╭─ Source material

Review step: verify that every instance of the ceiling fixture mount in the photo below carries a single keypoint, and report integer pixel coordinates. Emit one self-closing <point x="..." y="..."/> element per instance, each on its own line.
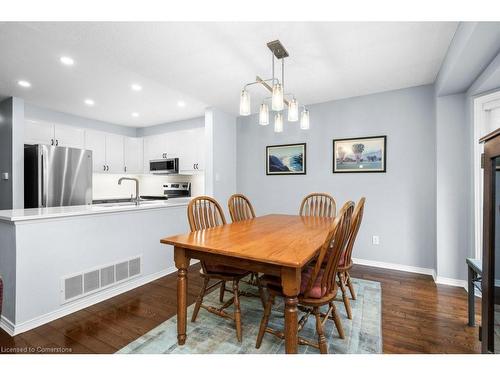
<point x="24" y="83"/>
<point x="66" y="60"/>
<point x="136" y="87"/>
<point x="278" y="96"/>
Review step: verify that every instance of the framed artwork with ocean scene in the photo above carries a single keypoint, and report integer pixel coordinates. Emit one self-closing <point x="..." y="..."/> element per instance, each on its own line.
<point x="286" y="159"/>
<point x="359" y="155"/>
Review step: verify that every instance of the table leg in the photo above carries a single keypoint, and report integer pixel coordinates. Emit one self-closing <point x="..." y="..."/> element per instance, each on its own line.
<point x="290" y="282"/>
<point x="182" y="264"/>
<point x="470" y="291"/>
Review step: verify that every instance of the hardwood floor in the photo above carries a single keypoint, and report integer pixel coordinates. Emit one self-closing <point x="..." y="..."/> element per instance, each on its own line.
<point x="418" y="316"/>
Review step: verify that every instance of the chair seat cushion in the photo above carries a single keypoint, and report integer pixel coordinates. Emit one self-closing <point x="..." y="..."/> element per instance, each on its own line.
<point x="219" y="268"/>
<point x="342" y="260"/>
<point x="316" y="290"/>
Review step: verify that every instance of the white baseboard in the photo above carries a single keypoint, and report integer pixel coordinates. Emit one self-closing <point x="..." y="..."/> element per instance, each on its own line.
<point x="452" y="282"/>
<point x="412" y="269"/>
<point x="15" y="329"/>
<point x="7" y="325"/>
<point x="395" y="266"/>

╰─

Goal
Your task is to return, exactly and on their own, the lines from the one containing "Review step: verify that every instance of the hardwood" through the last line of the listing.

Expected answer
Review step: verify that every instance of the hardwood floor in the photo above carries a single keypoint, and report integer pixel coordinates. Emit one self-closing <point x="..." y="..."/> element per instance, each on its own line.
<point x="418" y="316"/>
Review step: verify that every instance of the chair seat cushion in the photo above carries a single keypoint, and report integer pixel coordinates. Emit one self-closing <point x="..." y="..."/> element per instance, each on its own line.
<point x="219" y="268"/>
<point x="342" y="260"/>
<point x="316" y="290"/>
Review step: verify that every instance of the white baseboard in the photo above carries a single keypoint, and report integer pixel coordinates. Emit one self-closing <point x="..." y="..."/> element per instance, each on its own line.
<point x="452" y="282"/>
<point x="412" y="269"/>
<point x="15" y="329"/>
<point x="7" y="325"/>
<point x="395" y="266"/>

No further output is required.